• Source passage:

>>>>>

India’s Strategic Posture in Global
Trade Negotiations:
India’s leadership and diplomatic engagements have
consistently demonstrated a governance philosophy that is gracious, respectful,
and non-confrontational, even while engaging with the smallest nations. This
remains one of India’s enduring strengths.
However, it would be strategically erroneous to presume that India – which is now the fourth-largest economy globally, possessing credible defence capabilities, a domestic market of 1.4 billion citizens, and a projected GDP growth of ~7.4% in FY 2025–26; would yield to undue pressure on any other matter. India engages with partners on the basis of mutual respect, reciprocity, and long-term strategic balance, not compulsion.
Re-calibrating Export Dependence: An
Unintended Positive Outcome:
The United States remains a key strategic and economic
partner, and it is reasonable to expect that trade relations will normalise in
due course for sure.
Nevertheless, prudent policy demands that India should build trade relations globally; instead of relying on few nations.
Trade Data Overview:
Table.1
Note: In addition to $85.5 billion; Services exports—particularly IT and software services are substantial in India-USA trade ~ $204.7 billion..
Table.2
Key Insights of Imports from China:
- Electronics & Electrical Equipment dominate: India imports nearly 38 % of its total China imports in this one category alone ; driven by mobile components, consumer electronics, semiconductors, etc.
- Machinery and Reactors: ~21 % of imports are machinery, mechanical appliances, and “reactors” (industrial capital goods).
- Chemical & Plastic Materials: Organic chemicals (~8.8 %) and plastics (~5 %) together make up ~14 % of imports.
- Metals & Vehicles: Iron & steel (~2.4 %), aluminium (~1.4 %) and vehicles (~1.6 %) are smaller but significant for manufacturing/assembly sectors.
Context & Trends:
- India’s
imports from China reached an estimated $126.96 bn in 2024, up from
~$121.97 bn in 2023, reflecting sustained industrial demand.
- China
remains a major source for electronics, machinery, chemicals and
intermediate goods, contributing a high share of India’s import
basket.
- In
FY 2023-24 data, China accounted for ≈15 % of India’s total merchandise
imports, and about 98 % of its goods were in core industrial
categories.
Trade Deficit (Fiscal Year 2024-25):
- India’s
trade deficit with China reached a **record **≈ $99.2
billion in FY 2024–25
(April 2024 – March 2025).
- This
gap comes from imports of about $113.5 billion from China versus exports
of around $14.3 billion to China.

<<<<<

• Stated task 1: Show each line of the listing below that contains the string "lufthansa".
• Stated task 2: Write the next part of the article on India's position in global trade negotiations, picking up after its final sentence.

• Data:
>>>>>

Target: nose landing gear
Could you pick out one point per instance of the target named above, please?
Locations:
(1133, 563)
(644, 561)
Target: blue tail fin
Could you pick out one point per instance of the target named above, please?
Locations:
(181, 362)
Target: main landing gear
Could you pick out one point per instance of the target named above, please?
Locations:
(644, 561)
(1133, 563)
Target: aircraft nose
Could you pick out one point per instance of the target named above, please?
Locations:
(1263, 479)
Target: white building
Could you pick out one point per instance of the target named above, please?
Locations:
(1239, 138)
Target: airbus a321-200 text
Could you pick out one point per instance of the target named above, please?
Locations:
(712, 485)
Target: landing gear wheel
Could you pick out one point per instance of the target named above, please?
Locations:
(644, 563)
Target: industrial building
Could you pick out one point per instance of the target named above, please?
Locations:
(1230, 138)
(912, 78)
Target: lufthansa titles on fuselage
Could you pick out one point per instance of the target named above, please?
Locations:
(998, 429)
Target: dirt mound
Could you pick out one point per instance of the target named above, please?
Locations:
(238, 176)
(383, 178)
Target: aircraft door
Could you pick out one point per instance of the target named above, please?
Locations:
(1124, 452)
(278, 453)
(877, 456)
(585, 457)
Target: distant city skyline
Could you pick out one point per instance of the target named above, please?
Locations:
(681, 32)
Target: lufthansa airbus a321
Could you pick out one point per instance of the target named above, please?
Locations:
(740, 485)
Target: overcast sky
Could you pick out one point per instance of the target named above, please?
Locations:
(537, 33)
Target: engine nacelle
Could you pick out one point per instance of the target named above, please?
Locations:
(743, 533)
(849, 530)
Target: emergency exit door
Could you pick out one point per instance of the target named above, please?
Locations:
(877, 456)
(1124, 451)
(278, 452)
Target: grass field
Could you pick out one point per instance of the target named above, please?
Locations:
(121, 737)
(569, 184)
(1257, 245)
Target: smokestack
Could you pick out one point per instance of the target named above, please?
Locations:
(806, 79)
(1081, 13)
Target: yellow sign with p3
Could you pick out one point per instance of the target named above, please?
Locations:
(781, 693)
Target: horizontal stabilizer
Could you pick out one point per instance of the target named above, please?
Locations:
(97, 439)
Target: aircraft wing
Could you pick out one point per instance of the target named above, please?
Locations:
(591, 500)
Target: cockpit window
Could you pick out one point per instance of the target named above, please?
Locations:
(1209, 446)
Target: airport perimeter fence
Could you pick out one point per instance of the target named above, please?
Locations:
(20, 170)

<<<<<

• Task output 1:
Target: lufthansa titles on fuselage
Target: lufthansa airbus a321

• Task output 2:
Strategic Inference:
1) From a purely arithmetic perspective,
if India can sustainably reduce a ~USD
99 billion trade deficit with China, then it would help in offset revenue loss
due deceleration in exports to USA (~USD
85.5 billion), and India’s macroeconomic stability as a nation remains intact.
2) However, translating this theoretical resilience into practical reality requires deliberate, coordinated, and multi-year strategic execution. A five-year horizon with focused policy intervention can materially reduce vulnerability.
Policy Measures for Strategic Trade
Resilience:
A. Accelerated Indigenisation & Manufacturing
Scale-Up:
- Foster entrepreneurship across
critical industries.
- Simplify regulatory frameworks and
eliminate redundant documentation.
- Implement single-window clearances
with a maximum 60-day turnaround.
- Improve access to bank funding and
long-term capital.
- Allocate large contiguous industrial
land parcels, preferably near ports, to enable economies of scale.
B. Building Critical Industrial Throughputs:
To reduce dependence on China for Electronics, Electrical
Equipment, and Machinery (imports worth ~USD 74 billion), India must
domestically build few foundational capabilities:
1. Technology Human Capital:
India already supplies global technology talent. Policy focus should be on - retaining domestic talent and re-attracting Indian technologists working abroad (USA, UK, Germany, France) with competitive remuneration and innovation-friendly ecosystems.
2. Strategic Mining & Materials Security:
- Critical raw materials required for high-technology manufacturing include: Rare Earth Elements (REE) & Rare Earth Magnets, Copper and Silver.
- These materials are the invisible backbone of modern technology, powering: Smartphones, EVs, Wind turbines, MRI machines, Surgical equipment, Robotics, CNC machines, Aerospace, defence, and Satellite systems.
- Note: Here lies China’s Strategic Leverage:- China controls: ~60–70% of global rare-earth mining, and ~85–90% of processing and magnet manufacturing, The entire value chain (mine → oxide → alloy → magnet). This has become a global strategic choke-point, limiting even the policy options of advanced economies.
- China’s parallel strength in silver refining (via lead, zinc, and copper by-products) further enhances its leverage.
India currently lacks such a strategic lever, making it vulnerable to unilateral trade actions such as punitive tariffs.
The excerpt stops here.